**Problem to solve**
Copy out all of the data below, replacing "metal fence post" with "steel fence post" and changing nothing else. Leave the pictures out.

**Data shown**
....

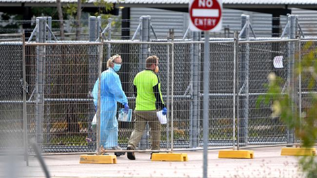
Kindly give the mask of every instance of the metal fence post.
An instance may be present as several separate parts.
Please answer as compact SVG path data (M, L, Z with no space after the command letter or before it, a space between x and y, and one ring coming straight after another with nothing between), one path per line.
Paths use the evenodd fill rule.
M210 64L209 61L209 32L204 31L205 43L204 43L204 63L203 63L203 171L204 178L207 177L208 170L208 143L209 138L209 78Z
M192 32L192 40L199 41L200 40L200 33L198 32ZM199 44L198 43L191 44L191 58L192 59L191 80L192 81L192 97L191 102L191 116L190 121L190 146L196 148L198 146L199 141L198 117L198 64L199 63L199 53L200 53Z
M244 31L242 32L241 36L241 38L244 38L246 40L249 40L250 34L250 25L249 16L242 14L241 15L241 28L243 29L243 27L247 23ZM248 145L248 123L249 123L249 63L250 57L250 47L249 44L243 45L244 48L242 49L243 52L241 54L241 81L243 82L241 87L240 92L238 94L243 94L243 99L241 101L241 106L242 107L242 119L240 120L240 127L238 128L238 136L240 137L239 142L242 143L244 146ZM237 61L238 62L238 61ZM242 92L243 91L243 92ZM237 108L238 112L239 108ZM242 128L242 130L240 128ZM238 148L239 149L239 145L238 145Z
M108 29L108 37L107 40L108 41L111 40L111 22L112 22L112 18L108 18L109 29ZM110 43L108 43L107 45L107 50L108 51L108 53L107 53L107 57L109 59L111 56L111 44Z
M289 15L287 17L289 24L288 38L295 39L296 38L296 17L295 15ZM288 42L289 47L288 52L288 79L289 79L289 87L290 89L290 97L292 102L292 110L293 113L295 113L295 91L296 89L295 82L295 42L291 41ZM289 128L287 128L287 143L293 143L295 142L294 130Z
M39 28L37 29L36 42L43 43L43 19L42 17L36 18L37 24ZM36 47L36 77L35 79L36 88L36 139L37 142L40 144L40 148L41 152L42 128L43 124L43 46L39 46Z
M97 39L97 34L96 33L96 18L95 16L90 16L89 17L89 41L95 41ZM89 65L88 65L88 83L89 85L89 91L92 92L95 82L96 82L98 74L97 71L99 71L98 69L98 60L96 58L96 47L93 46L90 46L89 47ZM91 95L92 97L92 95ZM91 121L94 117L95 111L95 107L93 104L90 105L88 108L88 119L87 122L88 123L88 128L91 128ZM99 139L96 138L96 133L94 131L88 132L88 137L92 138L93 142L88 142L88 149L90 150L94 150L96 149L96 145L95 144L97 144L99 145Z
M238 79L238 78L239 71L239 65L238 61L239 61L239 37L237 32L235 32L234 34L234 65L233 65L233 135L232 135L232 142L233 142L233 149L234 150L236 149L236 118L237 118L237 127L238 128L239 124L238 122L238 106L239 106L239 97L237 94L239 92L239 84ZM237 114L237 116L236 116ZM237 141L238 140L238 136Z
M97 17L97 36L98 38L101 37L101 36L99 36L100 32L102 30L100 29L100 27L101 26L101 17L98 16Z
M47 24L47 18L46 17L44 17L43 18L43 43L46 43L46 33L47 33L48 29L46 28L46 24ZM49 34L50 34L50 33L48 33ZM42 47L42 49L43 49L43 53L42 53L42 56L43 56L43 62L42 64L42 111L44 112L45 111L46 112L46 114L49 114L49 113L47 113L47 110L45 109L45 78L46 78L46 73L45 73L45 71L46 71L46 46L43 46ZM49 134L49 131L50 131L50 123L49 123L50 122L50 120L48 119L47 116L48 114L45 114L45 113L43 113L43 124L44 124L46 125L46 131L43 133L43 134L45 135L45 137L43 137L43 138L44 139L45 138L45 142L50 142L50 134ZM43 130L44 131L44 130Z
M149 16L141 16L140 18L140 20L141 23L141 28L140 30L140 41L142 42L149 41L150 31L149 26ZM148 46L147 44L141 44L141 57L139 59L139 71L145 69L145 60L148 56ZM139 149L140 150L145 150L149 148L149 124L146 124L145 131L143 133L141 141L139 143Z
M22 77L23 77L23 140L24 145L24 160L26 161L26 166L29 166L29 157L28 154L28 142L27 140L27 115L26 112L26 72L25 64L25 35L23 30L22 34Z
M50 29L52 29L52 17L47 17L47 25ZM47 41L51 41L52 40L52 34L48 32L47 33Z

....

**Task result**
Kindly give the mask of every instance of the steel fence post.
An instance may be present as several separate parts.
Please answer as compact SVG path data (M, L, Z with no space after the command letter or before it, a space between x and y, and one ring coming straight after another with nothing between), one path per line.
Paths use the evenodd fill rule.
M210 64L209 61L209 32L204 31L205 43L204 43L204 63L203 63L203 171L204 178L207 177L208 170L208 143L209 138L209 78Z
M192 32L192 40L199 41L200 40L200 33L198 32ZM199 44L198 43L191 44L191 58L192 59L191 80L192 81L192 97L191 102L191 116L190 121L190 146L196 148L198 146L199 141L198 117L198 64L199 63L199 53L200 53Z
M244 31L242 32L241 36L241 38L244 38L246 40L249 40L250 34L250 25L249 16L242 14L241 15L241 28L243 29L243 27L247 23ZM248 145L248 123L249 123L249 63L250 57L250 47L249 44L243 45L244 48L242 49L243 52L241 54L241 81L243 82L241 87L240 92L238 94L243 94L243 99L241 101L241 106L242 107L242 119L240 120L240 127L238 128L238 136L240 137L239 142L242 143L244 146ZM237 61L238 62L238 61ZM242 92L243 91L243 92ZM237 108L238 112L239 108ZM242 128L242 130L240 128ZM238 148L239 149L239 145L238 145Z
M108 29L108 37L107 40L108 41L111 40L111 22L112 22L112 18L108 18L109 29ZM110 43L108 43L107 45L107 50L108 51L108 53L107 53L107 57L109 59L111 56L111 44Z
M289 15L287 17L289 24L288 38L295 39L296 38L296 17L295 15ZM288 42L289 47L288 52L288 79L289 79L289 87L290 89L290 97L292 102L292 110L293 113L295 113L295 91L296 89L295 82L295 42L291 41ZM289 128L287 128L287 143L293 143L295 142L294 130Z
M39 28L37 29L36 42L43 43L43 19L42 17L36 18L37 24ZM36 47L36 77L35 79L36 88L36 139L37 142L40 144L40 148L41 152L42 128L43 124L43 46L39 46Z
M97 39L97 34L96 33L96 18L95 16L90 16L89 17L89 41L95 41ZM89 65L88 65L88 83L89 85L89 91L92 92L95 82L96 82L98 74L97 71L99 71L98 69L98 60L96 58L96 47L93 46L90 46L89 47ZM91 95L92 97L92 95ZM91 121L94 117L95 111L95 107L93 104L90 105L88 108L88 119L87 122L88 123L88 128L91 128ZM99 139L96 138L96 133L94 131L88 132L88 137L92 138L93 142L88 142L88 149L90 150L94 150L96 149L96 145L95 144L97 144L99 145Z
M238 79L238 78L239 71L239 65L238 61L239 61L239 37L237 32L235 32L234 34L234 65L233 65L233 135L232 135L232 142L233 142L233 149L234 150L236 149L236 118L237 118L237 127L238 128L239 124L238 122L238 106L239 106L239 97L237 94L239 92L239 84ZM237 114L237 116L236 116ZM237 141L238 140L238 136Z
M97 17L97 36L98 38L101 37L101 36L99 36L100 32L102 30L100 29L100 27L101 26L101 17L98 16Z
M47 24L47 18L46 17L44 17L43 18L43 43L46 43L46 33L47 33L48 29L46 28L46 24ZM49 34L50 34L50 33L48 33ZM42 47L42 49L43 49L43 53L42 53L42 56L43 56L43 62L42 64L42 111L44 112L45 111L46 112L46 114L49 114L49 113L47 113L47 110L45 109L45 78L46 78L46 73L45 73L45 71L46 71L46 46L43 46ZM49 134L49 131L50 131L50 123L49 123L50 122L50 120L48 119L47 116L48 114L45 114L45 113L43 113L43 124L44 124L46 125L46 131L43 133L43 134L45 135L45 137L43 137L43 138L44 139L45 138L45 142L50 142L50 134ZM43 130L44 131L44 130Z
M149 16L141 16L140 18L140 20L141 23L141 28L140 30L140 41L142 42L149 41L150 31L149 26ZM148 46L147 44L141 44L141 57L139 59L139 71L145 69L145 60L148 56ZM139 149L140 150L145 150L149 148L149 124L146 124L145 131L143 133L141 141L139 143Z
M22 77L23 77L23 140L24 145L24 160L26 161L26 166L29 166L29 157L28 154L28 142L27 140L27 115L26 112L26 72L25 64L25 35L23 30L22 34Z
M50 29L52 29L52 17L47 17L47 25ZM47 41L51 41L52 40L52 34L48 32L47 33Z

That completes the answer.